(Records from a dataset)

________________

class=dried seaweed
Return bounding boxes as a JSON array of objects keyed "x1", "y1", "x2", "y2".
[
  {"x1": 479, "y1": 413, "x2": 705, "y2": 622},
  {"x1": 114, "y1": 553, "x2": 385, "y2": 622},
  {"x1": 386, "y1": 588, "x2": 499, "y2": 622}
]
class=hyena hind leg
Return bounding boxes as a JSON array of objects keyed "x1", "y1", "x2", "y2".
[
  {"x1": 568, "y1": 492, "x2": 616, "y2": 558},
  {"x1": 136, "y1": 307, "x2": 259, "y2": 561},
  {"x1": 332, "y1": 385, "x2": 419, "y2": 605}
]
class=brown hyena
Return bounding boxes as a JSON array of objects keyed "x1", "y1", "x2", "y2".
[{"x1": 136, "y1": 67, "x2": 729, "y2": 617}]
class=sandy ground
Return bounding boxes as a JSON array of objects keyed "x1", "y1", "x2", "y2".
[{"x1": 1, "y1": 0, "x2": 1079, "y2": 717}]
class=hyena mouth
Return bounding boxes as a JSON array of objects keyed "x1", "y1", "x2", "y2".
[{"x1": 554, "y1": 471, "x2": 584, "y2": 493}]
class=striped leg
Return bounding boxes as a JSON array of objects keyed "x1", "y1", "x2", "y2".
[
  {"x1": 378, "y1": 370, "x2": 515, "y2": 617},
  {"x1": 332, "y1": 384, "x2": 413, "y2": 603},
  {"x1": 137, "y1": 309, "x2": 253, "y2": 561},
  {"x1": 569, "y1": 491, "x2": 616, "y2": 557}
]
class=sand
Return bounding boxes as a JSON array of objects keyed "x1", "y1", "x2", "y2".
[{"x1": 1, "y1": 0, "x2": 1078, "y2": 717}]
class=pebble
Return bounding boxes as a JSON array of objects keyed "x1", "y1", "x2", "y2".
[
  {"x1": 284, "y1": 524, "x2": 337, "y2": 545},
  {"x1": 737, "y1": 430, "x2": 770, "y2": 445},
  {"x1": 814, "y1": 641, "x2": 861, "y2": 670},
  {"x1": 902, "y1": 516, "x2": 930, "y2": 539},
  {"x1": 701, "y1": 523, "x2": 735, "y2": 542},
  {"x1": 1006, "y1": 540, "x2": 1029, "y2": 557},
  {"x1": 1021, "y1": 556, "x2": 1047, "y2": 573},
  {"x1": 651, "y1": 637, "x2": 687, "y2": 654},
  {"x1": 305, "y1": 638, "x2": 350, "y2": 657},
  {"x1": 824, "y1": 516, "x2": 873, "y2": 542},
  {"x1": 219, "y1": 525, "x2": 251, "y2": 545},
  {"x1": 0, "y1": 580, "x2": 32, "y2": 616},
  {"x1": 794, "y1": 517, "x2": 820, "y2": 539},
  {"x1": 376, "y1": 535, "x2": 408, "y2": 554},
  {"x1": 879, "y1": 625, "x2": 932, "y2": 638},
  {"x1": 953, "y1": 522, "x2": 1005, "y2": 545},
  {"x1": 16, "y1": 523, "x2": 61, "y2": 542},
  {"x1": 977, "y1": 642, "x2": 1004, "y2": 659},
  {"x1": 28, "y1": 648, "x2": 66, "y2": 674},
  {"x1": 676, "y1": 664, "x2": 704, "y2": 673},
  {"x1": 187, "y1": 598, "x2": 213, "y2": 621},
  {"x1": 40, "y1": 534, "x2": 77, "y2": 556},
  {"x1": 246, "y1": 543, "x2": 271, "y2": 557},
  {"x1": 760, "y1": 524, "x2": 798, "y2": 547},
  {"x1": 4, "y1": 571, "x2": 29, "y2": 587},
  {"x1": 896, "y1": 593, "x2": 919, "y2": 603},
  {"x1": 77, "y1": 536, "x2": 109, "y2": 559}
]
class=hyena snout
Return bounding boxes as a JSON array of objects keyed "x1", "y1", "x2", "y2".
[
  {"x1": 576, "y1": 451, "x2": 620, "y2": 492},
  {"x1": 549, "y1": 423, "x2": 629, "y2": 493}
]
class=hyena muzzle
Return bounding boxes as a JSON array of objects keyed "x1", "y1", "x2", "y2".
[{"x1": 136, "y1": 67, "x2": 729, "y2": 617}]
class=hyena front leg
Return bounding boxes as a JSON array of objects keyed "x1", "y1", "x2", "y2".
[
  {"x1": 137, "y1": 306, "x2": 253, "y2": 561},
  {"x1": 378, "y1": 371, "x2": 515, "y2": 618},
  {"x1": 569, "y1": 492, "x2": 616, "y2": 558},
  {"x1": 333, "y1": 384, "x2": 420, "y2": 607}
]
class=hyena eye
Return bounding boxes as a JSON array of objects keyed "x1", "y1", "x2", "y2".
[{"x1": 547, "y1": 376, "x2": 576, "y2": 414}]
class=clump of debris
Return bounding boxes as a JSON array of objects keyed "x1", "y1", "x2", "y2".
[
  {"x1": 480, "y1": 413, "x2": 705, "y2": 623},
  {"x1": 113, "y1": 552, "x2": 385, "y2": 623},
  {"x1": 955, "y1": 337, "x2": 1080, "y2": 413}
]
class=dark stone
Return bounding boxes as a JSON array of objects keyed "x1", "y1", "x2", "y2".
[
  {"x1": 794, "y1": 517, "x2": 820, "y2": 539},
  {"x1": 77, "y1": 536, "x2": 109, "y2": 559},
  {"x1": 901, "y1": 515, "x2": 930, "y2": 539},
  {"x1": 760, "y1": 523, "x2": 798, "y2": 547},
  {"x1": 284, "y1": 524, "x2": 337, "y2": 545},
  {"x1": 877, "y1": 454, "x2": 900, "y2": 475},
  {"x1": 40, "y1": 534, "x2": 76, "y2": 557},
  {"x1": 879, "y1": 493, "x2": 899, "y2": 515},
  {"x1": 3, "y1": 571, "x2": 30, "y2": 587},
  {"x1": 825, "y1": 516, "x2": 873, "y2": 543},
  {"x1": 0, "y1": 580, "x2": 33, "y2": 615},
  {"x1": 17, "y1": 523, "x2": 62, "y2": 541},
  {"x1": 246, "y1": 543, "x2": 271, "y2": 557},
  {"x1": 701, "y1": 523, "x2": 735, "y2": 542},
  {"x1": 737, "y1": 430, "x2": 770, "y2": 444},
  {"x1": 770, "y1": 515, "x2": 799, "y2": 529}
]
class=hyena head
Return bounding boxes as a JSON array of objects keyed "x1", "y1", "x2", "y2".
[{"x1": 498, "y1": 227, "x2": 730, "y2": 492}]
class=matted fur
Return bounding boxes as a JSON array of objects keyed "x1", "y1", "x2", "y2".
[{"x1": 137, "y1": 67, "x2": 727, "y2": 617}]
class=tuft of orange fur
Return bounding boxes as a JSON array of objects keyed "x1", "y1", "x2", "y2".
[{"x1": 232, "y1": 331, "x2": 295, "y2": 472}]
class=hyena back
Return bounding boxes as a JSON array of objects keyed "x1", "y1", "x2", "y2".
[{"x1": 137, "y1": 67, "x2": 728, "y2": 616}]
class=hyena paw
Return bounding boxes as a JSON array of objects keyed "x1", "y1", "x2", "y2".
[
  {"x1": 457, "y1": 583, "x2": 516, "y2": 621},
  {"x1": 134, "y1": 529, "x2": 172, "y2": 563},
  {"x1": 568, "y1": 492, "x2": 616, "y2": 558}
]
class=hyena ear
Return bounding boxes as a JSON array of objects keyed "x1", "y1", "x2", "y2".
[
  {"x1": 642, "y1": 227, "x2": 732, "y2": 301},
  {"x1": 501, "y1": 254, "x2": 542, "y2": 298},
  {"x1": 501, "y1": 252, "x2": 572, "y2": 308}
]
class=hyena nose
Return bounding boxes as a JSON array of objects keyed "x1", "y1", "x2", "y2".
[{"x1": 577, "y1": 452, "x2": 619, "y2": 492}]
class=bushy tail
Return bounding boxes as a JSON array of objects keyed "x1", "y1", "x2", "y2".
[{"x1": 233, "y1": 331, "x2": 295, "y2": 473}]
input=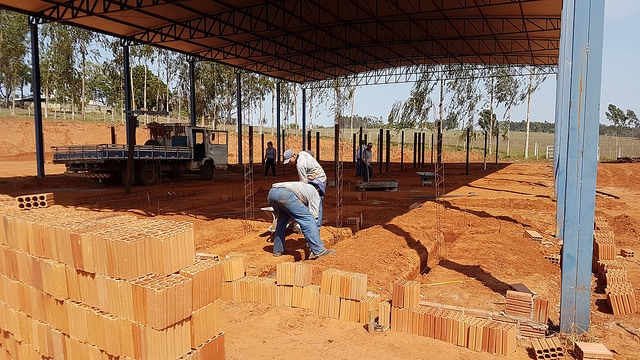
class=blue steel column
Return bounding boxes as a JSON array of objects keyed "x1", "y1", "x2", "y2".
[
  {"x1": 189, "y1": 60, "x2": 196, "y2": 126},
  {"x1": 123, "y1": 44, "x2": 132, "y2": 144},
  {"x1": 29, "y1": 18, "x2": 45, "y2": 179},
  {"x1": 556, "y1": 0, "x2": 605, "y2": 334},
  {"x1": 554, "y1": 0, "x2": 574, "y2": 239},
  {"x1": 236, "y1": 72, "x2": 243, "y2": 166},
  {"x1": 302, "y1": 88, "x2": 307, "y2": 151},
  {"x1": 276, "y1": 83, "x2": 281, "y2": 162}
]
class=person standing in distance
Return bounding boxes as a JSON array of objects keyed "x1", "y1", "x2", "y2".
[
  {"x1": 362, "y1": 142, "x2": 374, "y2": 182},
  {"x1": 282, "y1": 149, "x2": 327, "y2": 229},
  {"x1": 267, "y1": 181, "x2": 335, "y2": 259},
  {"x1": 264, "y1": 141, "x2": 276, "y2": 179}
]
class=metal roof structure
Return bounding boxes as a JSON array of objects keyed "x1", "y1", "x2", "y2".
[{"x1": 0, "y1": 0, "x2": 561, "y2": 83}]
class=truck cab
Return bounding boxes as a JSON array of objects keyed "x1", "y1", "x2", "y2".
[{"x1": 146, "y1": 123, "x2": 228, "y2": 180}]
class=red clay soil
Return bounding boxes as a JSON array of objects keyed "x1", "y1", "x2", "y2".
[{"x1": 1, "y1": 118, "x2": 639, "y2": 359}]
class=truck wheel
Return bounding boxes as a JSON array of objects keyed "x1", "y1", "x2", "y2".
[
  {"x1": 200, "y1": 161, "x2": 214, "y2": 180},
  {"x1": 102, "y1": 171, "x2": 122, "y2": 186},
  {"x1": 136, "y1": 163, "x2": 158, "y2": 186}
]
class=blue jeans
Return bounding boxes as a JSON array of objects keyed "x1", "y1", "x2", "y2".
[{"x1": 267, "y1": 187, "x2": 327, "y2": 256}]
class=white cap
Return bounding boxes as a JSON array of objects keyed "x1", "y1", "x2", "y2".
[{"x1": 283, "y1": 149, "x2": 295, "y2": 164}]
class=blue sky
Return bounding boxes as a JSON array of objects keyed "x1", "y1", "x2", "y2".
[{"x1": 305, "y1": 0, "x2": 640, "y2": 128}]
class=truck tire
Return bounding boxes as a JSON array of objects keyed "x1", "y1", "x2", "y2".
[
  {"x1": 101, "y1": 171, "x2": 122, "y2": 186},
  {"x1": 136, "y1": 163, "x2": 158, "y2": 186},
  {"x1": 200, "y1": 161, "x2": 214, "y2": 180}
]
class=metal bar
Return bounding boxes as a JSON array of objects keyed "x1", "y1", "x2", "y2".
[
  {"x1": 302, "y1": 88, "x2": 307, "y2": 151},
  {"x1": 236, "y1": 72, "x2": 243, "y2": 165},
  {"x1": 276, "y1": 83, "x2": 281, "y2": 163},
  {"x1": 401, "y1": 131, "x2": 404, "y2": 171},
  {"x1": 466, "y1": 128, "x2": 470, "y2": 175},
  {"x1": 557, "y1": 0, "x2": 605, "y2": 334},
  {"x1": 378, "y1": 128, "x2": 383, "y2": 175},
  {"x1": 29, "y1": 19, "x2": 45, "y2": 179},
  {"x1": 316, "y1": 132, "x2": 320, "y2": 162},
  {"x1": 189, "y1": 60, "x2": 196, "y2": 126},
  {"x1": 386, "y1": 130, "x2": 390, "y2": 173}
]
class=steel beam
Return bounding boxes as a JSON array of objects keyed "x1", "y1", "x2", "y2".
[
  {"x1": 555, "y1": 0, "x2": 605, "y2": 334},
  {"x1": 189, "y1": 60, "x2": 196, "y2": 126},
  {"x1": 302, "y1": 88, "x2": 306, "y2": 151},
  {"x1": 123, "y1": 43, "x2": 132, "y2": 144},
  {"x1": 29, "y1": 18, "x2": 45, "y2": 179}
]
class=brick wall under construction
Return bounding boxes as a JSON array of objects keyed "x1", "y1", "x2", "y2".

________________

PROBLEM TO WORK ON | Pull every line containing the word "hyena" out of the entries above.

RESULT |
class=hyena hind leg
class=brown hyena
class=hyena mouth
class=hyena snout
class=hyena muzzle
class=hyena front leg
class=hyena eye
class=hyena head
class=hyena back
class=hyena paw
class=hyena ear
class=hyena nose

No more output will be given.